→ Your task
Copy word for word the lines from the one containing "The service MUST place a point on the brown twig, one" through the one containing "Query: brown twig", with both of those lines included.

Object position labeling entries
··········

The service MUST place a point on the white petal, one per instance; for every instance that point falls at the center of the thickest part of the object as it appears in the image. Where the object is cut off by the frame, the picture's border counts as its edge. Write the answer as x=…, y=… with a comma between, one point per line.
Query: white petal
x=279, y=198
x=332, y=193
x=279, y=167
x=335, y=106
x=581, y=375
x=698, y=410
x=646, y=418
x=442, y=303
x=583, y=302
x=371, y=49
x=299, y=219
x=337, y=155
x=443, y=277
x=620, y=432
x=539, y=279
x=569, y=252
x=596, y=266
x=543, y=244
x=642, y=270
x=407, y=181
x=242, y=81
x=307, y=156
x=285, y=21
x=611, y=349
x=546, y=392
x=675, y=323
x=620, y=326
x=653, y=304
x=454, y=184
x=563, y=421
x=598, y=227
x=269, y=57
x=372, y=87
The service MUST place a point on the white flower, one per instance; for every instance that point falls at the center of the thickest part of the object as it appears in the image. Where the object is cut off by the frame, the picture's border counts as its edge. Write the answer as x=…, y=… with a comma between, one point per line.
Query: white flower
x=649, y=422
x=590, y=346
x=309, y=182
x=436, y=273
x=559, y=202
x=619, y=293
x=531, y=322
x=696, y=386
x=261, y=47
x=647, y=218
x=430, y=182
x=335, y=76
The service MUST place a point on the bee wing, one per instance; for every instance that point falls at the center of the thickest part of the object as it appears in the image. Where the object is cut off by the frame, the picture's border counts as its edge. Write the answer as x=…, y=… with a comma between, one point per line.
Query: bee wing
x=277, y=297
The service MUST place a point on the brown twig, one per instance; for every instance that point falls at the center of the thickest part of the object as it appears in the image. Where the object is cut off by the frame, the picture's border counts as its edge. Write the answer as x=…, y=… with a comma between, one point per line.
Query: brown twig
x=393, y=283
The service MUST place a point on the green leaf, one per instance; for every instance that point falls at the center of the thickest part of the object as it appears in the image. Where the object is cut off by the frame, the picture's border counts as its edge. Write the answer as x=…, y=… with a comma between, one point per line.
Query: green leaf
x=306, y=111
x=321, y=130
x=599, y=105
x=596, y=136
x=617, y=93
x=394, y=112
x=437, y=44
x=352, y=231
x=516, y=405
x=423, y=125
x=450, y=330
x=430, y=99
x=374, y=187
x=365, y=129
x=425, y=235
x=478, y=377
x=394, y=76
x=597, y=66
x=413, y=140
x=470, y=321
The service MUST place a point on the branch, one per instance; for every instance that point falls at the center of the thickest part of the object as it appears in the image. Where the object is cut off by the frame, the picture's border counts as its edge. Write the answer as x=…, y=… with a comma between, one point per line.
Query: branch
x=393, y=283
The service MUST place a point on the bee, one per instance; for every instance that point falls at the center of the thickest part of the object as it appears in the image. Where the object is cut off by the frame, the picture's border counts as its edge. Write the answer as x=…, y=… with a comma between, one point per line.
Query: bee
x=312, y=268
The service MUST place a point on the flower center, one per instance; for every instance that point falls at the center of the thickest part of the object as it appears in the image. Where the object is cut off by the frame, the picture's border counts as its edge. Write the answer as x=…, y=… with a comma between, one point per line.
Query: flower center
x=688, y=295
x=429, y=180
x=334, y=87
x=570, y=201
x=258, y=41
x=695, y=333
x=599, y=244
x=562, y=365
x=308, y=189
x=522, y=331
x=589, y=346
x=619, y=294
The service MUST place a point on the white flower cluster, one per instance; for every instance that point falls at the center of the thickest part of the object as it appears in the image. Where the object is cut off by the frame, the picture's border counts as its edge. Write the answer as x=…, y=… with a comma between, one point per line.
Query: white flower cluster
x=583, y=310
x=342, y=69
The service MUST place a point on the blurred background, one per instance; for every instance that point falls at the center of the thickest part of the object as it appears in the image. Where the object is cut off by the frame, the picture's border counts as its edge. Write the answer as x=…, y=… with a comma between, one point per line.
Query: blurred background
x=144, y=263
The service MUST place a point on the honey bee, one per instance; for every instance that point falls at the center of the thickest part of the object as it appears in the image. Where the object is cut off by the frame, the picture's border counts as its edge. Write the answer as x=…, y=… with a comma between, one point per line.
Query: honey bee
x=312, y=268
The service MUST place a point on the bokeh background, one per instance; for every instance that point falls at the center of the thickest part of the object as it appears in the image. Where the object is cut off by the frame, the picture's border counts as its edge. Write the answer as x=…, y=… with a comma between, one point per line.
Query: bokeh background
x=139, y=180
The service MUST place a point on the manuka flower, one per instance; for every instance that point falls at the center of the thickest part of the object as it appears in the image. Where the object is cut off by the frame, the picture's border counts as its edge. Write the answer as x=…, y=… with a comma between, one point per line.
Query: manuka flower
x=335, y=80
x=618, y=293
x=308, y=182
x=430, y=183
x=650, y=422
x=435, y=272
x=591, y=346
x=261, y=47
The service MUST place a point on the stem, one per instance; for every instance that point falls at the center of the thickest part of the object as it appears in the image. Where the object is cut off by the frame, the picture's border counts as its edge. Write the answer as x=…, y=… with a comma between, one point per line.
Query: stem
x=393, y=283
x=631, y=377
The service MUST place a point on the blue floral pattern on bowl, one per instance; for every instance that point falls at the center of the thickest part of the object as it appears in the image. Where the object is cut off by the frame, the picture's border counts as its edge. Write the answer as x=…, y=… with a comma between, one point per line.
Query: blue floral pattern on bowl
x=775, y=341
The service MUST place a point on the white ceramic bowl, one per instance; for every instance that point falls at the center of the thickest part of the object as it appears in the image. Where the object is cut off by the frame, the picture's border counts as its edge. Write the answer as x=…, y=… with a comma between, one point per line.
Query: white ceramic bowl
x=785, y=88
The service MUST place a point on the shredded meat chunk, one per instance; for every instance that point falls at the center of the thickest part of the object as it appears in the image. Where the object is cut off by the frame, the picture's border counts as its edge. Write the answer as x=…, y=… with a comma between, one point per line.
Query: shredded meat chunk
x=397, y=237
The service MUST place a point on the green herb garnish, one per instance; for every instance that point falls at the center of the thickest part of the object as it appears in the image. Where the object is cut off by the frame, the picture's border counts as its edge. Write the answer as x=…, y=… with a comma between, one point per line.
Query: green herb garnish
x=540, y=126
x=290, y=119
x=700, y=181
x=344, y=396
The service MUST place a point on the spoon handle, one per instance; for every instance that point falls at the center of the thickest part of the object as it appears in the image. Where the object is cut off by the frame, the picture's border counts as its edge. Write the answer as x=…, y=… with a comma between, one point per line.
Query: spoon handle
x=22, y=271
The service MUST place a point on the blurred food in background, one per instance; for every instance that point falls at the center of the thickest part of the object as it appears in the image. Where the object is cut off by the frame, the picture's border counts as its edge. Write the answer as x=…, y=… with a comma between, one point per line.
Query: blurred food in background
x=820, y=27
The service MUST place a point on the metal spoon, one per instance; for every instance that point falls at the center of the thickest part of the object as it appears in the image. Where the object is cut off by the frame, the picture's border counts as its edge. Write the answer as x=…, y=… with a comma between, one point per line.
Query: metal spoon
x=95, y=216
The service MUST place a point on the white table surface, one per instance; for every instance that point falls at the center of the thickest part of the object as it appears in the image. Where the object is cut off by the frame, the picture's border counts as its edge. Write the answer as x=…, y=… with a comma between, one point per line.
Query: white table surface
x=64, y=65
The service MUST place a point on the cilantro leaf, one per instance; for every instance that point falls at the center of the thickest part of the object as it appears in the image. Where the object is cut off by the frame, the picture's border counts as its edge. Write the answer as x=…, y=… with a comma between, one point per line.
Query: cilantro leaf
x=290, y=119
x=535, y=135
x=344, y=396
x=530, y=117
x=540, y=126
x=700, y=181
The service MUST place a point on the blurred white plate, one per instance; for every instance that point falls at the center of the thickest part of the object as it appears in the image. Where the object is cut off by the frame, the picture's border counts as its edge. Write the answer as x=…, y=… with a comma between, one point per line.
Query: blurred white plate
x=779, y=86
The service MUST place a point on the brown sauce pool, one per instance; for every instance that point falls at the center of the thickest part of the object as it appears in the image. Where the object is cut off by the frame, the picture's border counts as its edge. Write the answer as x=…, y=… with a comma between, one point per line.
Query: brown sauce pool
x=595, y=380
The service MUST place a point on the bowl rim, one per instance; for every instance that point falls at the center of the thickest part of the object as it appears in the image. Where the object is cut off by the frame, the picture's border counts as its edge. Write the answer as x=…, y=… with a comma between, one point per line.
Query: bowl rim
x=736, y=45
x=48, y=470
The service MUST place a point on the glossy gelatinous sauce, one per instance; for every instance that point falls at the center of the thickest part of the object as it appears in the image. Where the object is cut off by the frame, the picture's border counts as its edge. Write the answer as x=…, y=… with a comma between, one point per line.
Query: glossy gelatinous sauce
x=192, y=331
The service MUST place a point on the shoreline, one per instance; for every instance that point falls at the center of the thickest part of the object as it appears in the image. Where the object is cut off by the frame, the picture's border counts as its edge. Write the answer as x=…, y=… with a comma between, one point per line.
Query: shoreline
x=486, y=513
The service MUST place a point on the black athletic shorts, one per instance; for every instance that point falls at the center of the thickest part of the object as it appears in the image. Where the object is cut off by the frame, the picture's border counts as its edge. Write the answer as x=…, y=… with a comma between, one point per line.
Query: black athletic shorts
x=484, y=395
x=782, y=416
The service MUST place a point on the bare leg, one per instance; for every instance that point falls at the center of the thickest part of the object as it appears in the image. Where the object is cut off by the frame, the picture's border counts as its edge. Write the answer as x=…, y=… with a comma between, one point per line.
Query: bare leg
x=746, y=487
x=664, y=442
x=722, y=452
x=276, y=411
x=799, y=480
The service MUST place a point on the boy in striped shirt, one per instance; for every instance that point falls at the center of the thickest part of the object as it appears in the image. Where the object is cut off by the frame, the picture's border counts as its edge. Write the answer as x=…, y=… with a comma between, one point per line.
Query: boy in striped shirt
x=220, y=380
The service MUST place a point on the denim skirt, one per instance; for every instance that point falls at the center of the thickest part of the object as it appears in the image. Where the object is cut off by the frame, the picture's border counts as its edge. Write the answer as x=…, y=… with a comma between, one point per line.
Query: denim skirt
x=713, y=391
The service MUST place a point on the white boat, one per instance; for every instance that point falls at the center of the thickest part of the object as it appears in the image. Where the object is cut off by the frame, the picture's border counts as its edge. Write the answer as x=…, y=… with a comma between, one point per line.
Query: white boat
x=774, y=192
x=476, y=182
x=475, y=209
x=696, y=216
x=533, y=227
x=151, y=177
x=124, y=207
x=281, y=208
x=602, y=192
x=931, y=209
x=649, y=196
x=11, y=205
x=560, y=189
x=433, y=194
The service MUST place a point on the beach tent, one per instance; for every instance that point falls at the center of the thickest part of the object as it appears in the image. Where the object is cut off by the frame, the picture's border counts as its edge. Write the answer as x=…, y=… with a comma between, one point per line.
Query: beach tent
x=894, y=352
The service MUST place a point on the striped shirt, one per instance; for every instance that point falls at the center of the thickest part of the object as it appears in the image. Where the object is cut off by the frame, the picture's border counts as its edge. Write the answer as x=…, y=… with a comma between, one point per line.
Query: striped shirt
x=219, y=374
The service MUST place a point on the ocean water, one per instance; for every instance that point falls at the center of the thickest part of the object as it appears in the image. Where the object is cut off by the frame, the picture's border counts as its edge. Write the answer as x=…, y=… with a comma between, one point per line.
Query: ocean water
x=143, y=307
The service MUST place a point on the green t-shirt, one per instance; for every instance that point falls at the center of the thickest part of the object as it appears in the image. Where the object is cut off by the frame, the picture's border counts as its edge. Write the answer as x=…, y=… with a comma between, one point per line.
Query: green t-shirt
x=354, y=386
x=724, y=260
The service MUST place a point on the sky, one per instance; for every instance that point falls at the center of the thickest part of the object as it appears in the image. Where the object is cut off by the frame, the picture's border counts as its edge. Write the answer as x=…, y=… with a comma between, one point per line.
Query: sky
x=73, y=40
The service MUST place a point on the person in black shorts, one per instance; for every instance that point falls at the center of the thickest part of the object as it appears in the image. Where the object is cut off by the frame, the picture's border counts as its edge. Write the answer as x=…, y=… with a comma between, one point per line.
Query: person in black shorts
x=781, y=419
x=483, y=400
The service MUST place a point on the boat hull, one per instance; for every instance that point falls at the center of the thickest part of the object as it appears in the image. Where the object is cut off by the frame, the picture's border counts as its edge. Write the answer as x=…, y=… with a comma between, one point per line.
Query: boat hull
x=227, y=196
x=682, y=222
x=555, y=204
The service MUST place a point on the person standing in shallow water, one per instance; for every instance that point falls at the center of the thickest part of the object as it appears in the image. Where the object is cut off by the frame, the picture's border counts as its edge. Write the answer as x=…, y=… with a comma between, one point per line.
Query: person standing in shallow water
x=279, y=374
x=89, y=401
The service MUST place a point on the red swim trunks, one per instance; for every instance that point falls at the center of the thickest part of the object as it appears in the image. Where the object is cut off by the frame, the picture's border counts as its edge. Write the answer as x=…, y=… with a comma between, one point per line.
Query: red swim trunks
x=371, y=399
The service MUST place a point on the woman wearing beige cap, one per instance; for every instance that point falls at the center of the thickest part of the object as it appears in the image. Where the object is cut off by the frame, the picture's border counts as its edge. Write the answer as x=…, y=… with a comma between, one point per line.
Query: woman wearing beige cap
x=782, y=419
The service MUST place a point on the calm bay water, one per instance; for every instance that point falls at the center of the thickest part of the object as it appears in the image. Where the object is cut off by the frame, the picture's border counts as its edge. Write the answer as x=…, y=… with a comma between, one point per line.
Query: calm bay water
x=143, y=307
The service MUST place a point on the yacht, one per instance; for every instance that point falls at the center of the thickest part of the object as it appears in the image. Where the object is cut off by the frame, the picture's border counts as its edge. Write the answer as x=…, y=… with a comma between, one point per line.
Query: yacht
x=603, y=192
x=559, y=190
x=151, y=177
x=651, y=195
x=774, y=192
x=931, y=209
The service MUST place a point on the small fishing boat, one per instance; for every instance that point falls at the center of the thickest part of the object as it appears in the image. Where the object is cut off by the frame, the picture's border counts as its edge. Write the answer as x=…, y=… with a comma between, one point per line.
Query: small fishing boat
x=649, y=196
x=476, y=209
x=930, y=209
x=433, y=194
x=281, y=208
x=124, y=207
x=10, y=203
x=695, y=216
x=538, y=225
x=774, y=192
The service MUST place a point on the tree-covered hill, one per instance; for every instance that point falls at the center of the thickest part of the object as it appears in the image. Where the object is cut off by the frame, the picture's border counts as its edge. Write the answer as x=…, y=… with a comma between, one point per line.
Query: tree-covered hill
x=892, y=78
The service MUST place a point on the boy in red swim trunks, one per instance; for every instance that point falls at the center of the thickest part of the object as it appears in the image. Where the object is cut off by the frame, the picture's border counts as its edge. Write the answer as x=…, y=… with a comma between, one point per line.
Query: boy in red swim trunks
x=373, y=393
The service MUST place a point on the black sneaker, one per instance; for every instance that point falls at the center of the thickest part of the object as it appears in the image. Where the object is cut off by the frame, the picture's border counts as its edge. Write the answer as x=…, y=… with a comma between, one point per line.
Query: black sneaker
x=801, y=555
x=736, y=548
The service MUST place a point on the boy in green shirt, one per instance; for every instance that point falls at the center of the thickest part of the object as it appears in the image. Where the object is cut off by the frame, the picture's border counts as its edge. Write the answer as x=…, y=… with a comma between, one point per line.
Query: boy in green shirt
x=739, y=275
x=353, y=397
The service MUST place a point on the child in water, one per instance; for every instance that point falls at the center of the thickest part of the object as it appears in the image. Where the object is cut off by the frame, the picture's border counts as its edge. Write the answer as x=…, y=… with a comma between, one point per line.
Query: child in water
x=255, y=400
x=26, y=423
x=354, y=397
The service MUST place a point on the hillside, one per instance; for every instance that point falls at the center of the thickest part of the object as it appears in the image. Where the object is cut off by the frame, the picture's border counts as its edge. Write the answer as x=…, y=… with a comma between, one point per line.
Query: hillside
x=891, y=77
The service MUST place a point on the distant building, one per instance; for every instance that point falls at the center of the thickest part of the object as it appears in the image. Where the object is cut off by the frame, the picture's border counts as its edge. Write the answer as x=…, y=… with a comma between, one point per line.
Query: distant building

··········

→ Finished task
The service MUST place a point on the brown twig, one per instance; for every instance that point falls at the center of the thickest part of the object as it appears in the image. Where the object is cut off by the frame, the picture's border counts as its edge. Write the answer as x=…, y=… with a comma between, one point per line.
Query: brown twig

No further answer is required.